• _Task description_:
Using the essay on fitting in below, answer these:
(a) What does the essay say human beings often live by?
(b) Which entry number in the series "That Life of Ours" dealt with trying to fit into society?
(c) Loyalty to one's convictions is described as a form of what?

• _Page text_:
To fit in—or not to fit in—are suggestive verbs. They stir reflection, introspection, and a deeper analysis of society and its persistent tendency to box us into molds. They demand what is deemed socially acceptable, as if conformity were a measure of truth. These are remnants that endure because human beings often live by clichés, by habit, by comfort, or by the apparent ease of following rules—even when those rules are absurd, inaccurate, or ethically questionable.
A few days ago, my good friend @emiliorios published a reflection inspired by a valuable initiative from @charjaim, in her series "That Life of Ours". Entry number 37 dealt precisely with this: the successes and failures of trying to fit into society. Since then, I’ve revisited my own story—not to reminisce, but to better understand the friction between how I think and what society expects.

I’ve remained loyal to my convictions. To my judgments. To my ongoing analysis of reality. To the values I’ve adopted through thought, reading, dialogue, and experience. That loyalty is a form of respect—for conscience, for reason, for the dignity of thinking without compromise.

• _Records_:
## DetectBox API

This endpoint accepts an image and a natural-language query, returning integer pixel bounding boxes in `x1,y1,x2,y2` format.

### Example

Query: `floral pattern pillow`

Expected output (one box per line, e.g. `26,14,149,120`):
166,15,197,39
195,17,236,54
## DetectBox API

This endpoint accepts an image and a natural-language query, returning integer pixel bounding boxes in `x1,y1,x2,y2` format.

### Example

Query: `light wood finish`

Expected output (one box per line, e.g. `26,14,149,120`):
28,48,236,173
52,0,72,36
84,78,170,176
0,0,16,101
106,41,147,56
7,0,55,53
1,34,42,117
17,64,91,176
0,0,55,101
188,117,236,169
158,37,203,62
--
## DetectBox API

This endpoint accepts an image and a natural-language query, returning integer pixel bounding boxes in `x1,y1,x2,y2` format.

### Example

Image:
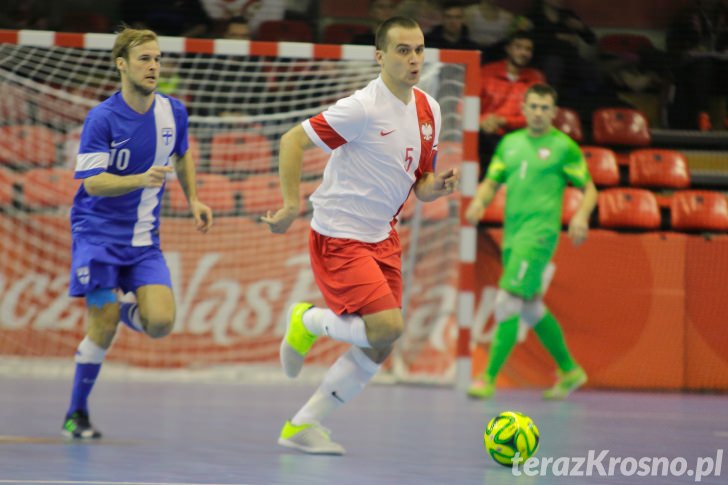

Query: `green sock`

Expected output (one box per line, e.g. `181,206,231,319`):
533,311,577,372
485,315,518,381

• _Written solution_:
(a) Clichés, habit, comfort, or the apparent ease of following rules.
(b) Entry number 37.
(c) Respect: for conscience, for reason, for the dignity of thinking without compromise.